--- START OF Recorded data ---

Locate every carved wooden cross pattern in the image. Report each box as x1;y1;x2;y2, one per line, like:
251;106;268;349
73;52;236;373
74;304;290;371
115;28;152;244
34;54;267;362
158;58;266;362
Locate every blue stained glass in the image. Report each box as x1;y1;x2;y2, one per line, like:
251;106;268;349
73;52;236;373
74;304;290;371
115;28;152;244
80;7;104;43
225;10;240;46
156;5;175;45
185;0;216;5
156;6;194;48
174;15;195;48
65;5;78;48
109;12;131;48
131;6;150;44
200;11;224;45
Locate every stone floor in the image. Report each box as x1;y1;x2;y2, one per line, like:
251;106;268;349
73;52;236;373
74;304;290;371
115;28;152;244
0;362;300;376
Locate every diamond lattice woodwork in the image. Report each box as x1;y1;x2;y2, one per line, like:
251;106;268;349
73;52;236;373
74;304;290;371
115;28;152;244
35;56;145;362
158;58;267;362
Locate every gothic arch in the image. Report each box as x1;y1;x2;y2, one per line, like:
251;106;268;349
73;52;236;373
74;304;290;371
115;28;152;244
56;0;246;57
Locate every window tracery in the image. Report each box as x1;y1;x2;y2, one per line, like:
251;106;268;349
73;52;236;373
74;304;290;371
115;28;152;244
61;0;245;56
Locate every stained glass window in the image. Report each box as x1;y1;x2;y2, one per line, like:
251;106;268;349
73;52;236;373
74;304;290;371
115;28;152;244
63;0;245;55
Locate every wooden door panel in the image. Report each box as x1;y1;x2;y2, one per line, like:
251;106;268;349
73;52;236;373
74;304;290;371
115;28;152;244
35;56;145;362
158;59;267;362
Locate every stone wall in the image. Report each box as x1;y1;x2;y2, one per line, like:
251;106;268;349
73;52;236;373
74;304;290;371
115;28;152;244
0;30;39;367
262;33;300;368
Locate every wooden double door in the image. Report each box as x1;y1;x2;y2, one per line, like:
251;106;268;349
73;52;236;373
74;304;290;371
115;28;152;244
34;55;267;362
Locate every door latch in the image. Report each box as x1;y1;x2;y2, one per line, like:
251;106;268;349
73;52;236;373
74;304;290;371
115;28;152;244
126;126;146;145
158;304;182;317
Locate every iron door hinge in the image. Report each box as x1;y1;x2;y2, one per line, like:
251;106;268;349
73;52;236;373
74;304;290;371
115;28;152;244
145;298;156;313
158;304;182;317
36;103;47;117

--- END OF Recorded data ---
--- START OF Recorded data ---

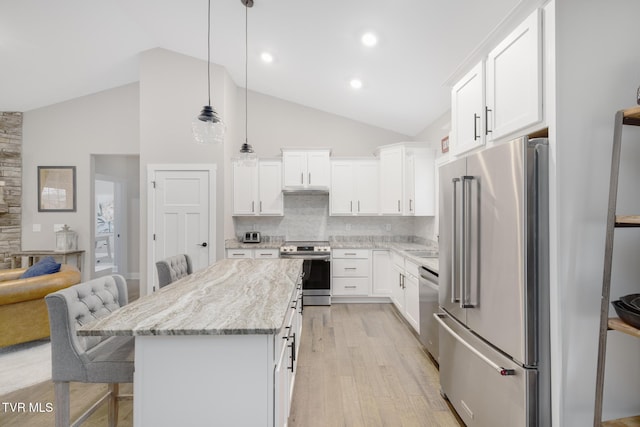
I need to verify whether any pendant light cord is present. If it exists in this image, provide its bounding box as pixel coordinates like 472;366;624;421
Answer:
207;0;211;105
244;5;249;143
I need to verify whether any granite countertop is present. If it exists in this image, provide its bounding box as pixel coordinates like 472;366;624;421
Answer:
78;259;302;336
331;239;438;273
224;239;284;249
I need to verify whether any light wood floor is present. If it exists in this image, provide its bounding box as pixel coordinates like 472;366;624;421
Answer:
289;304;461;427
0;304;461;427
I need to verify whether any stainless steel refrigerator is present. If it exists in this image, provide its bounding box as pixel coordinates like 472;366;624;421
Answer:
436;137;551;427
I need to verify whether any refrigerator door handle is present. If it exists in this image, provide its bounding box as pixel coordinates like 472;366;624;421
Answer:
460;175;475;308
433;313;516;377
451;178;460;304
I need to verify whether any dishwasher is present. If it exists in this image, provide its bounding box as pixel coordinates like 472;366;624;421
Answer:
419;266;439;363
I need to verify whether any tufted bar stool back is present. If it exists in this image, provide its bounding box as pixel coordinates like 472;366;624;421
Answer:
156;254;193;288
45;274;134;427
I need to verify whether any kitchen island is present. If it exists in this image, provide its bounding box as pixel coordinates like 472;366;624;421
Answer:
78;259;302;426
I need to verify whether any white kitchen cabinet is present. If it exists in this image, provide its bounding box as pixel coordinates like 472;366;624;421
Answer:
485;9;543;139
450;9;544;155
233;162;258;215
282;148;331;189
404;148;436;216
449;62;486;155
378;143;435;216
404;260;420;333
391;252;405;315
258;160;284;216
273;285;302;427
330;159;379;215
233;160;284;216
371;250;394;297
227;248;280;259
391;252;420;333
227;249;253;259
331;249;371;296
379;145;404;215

--- END OF Recorded data ---

- **Stated task**
Please reproduce the rows in the stretch from the line containing "Locate every carved" through the line containing "0;362;300;376", both ends included.

- **Full answer**
Locate every carved wooden cross pattern in the image. Report each box as x1;y1;x2;y2, one per line, like:
251;106;268;349
73;52;236;373
74;304;290;371
115;28;152;244
34;54;267;362
158;58;266;362
Locate every blue stained glass in the image. Report each box as x1;y1;x2;y2, one per line, like:
251;106;268;349
73;52;236;373
74;304;290;371
115;28;152;244
80;7;104;43
225;10;240;46
156;5;175;45
185;0;216;5
156;6;194;48
174;15;195;48
65;5;78;48
109;12;131;48
131;6;150;44
200;11;224;45
Locate every stone floor in the image. Report each box as x1;y1;x2;y2, one per line, like:
251;106;268;349
73;52;236;373
74;304;290;371
115;28;152;244
0;362;300;376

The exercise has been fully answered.